- _Given data_:
___
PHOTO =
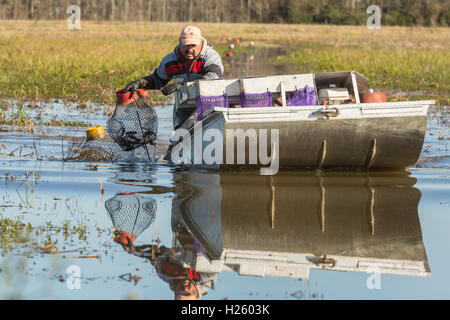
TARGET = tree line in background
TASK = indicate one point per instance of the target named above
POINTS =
(353, 12)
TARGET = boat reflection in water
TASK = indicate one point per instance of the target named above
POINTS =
(285, 225)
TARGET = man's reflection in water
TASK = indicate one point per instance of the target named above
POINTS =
(131, 215)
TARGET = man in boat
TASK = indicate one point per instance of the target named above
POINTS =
(193, 58)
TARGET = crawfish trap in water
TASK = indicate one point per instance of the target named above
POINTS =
(134, 123)
(96, 148)
(131, 214)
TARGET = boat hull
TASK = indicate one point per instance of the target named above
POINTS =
(357, 136)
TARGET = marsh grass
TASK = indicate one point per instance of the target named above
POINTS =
(40, 238)
(43, 59)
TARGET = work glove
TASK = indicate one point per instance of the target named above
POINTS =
(172, 87)
(143, 83)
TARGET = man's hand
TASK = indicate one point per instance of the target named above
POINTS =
(172, 87)
(143, 83)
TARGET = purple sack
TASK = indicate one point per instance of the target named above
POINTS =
(205, 103)
(302, 97)
(256, 99)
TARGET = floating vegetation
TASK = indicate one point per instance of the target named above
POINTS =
(43, 238)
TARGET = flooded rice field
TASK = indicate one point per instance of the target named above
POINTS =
(138, 229)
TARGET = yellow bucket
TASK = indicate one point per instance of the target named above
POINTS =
(95, 133)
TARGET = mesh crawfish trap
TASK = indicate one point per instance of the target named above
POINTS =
(134, 123)
(131, 214)
(96, 148)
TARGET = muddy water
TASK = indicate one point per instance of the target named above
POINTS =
(274, 231)
(298, 235)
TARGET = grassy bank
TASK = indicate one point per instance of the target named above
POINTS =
(43, 60)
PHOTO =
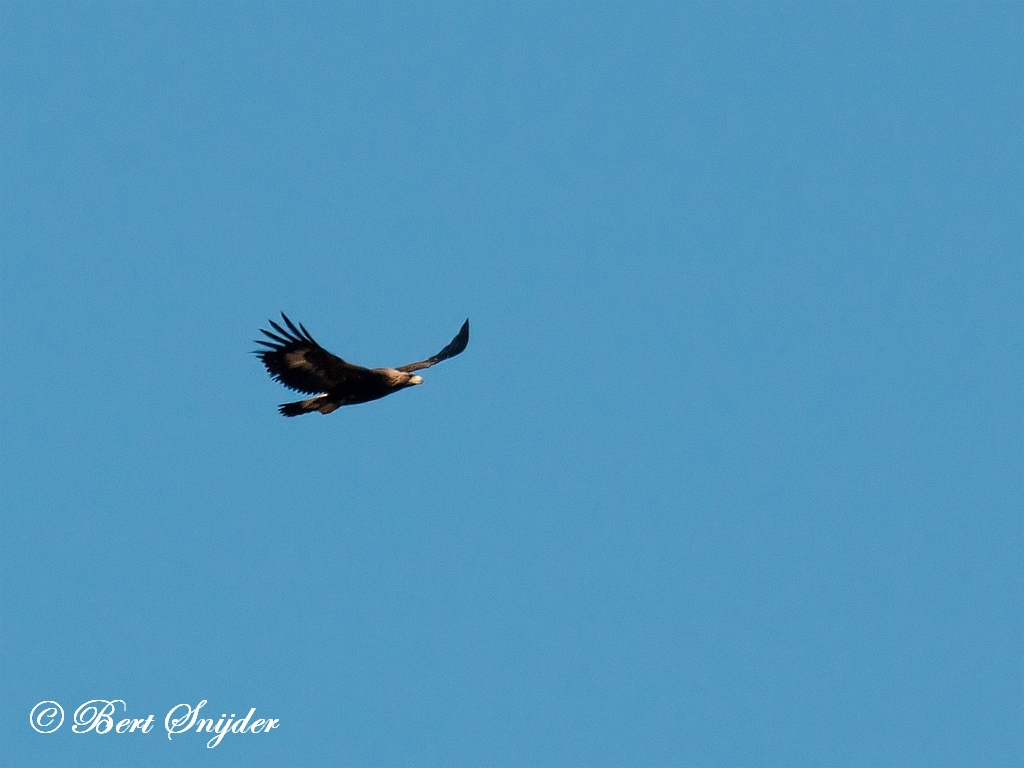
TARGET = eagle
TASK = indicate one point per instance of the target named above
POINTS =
(294, 358)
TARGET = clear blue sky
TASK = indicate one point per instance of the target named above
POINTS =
(732, 470)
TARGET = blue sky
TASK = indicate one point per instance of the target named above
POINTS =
(729, 474)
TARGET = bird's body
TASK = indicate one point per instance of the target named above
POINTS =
(299, 363)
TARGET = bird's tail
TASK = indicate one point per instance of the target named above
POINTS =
(307, 407)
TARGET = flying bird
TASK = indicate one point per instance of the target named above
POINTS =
(299, 363)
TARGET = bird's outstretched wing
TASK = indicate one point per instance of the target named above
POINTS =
(455, 347)
(299, 363)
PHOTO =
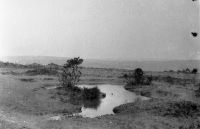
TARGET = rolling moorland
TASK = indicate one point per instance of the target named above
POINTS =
(30, 99)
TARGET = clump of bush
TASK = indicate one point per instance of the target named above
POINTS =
(69, 78)
(181, 109)
(197, 92)
(188, 71)
(91, 93)
(137, 78)
(71, 73)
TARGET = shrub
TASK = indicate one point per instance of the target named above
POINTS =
(91, 93)
(194, 71)
(137, 78)
(71, 73)
(138, 75)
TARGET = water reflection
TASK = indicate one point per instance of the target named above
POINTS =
(115, 96)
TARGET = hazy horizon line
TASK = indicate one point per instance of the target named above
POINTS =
(104, 59)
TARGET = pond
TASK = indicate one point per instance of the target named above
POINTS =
(115, 96)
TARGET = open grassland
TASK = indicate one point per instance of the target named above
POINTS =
(30, 101)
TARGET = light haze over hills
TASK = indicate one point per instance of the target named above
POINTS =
(146, 65)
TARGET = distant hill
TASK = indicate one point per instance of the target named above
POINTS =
(146, 65)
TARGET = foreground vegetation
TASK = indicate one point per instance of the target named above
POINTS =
(174, 100)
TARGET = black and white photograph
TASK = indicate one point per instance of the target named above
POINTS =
(99, 64)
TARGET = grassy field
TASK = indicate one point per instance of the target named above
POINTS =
(30, 101)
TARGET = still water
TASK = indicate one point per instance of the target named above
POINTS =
(115, 96)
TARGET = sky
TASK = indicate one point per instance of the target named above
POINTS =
(100, 29)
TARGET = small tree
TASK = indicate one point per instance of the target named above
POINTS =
(138, 75)
(71, 73)
(135, 78)
(194, 71)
___
- _Task item_: Copy out each line of the data in which the word "tree" appears.

- _Result of this exercise_:
TARGET = tree line in background
TARGET = small tree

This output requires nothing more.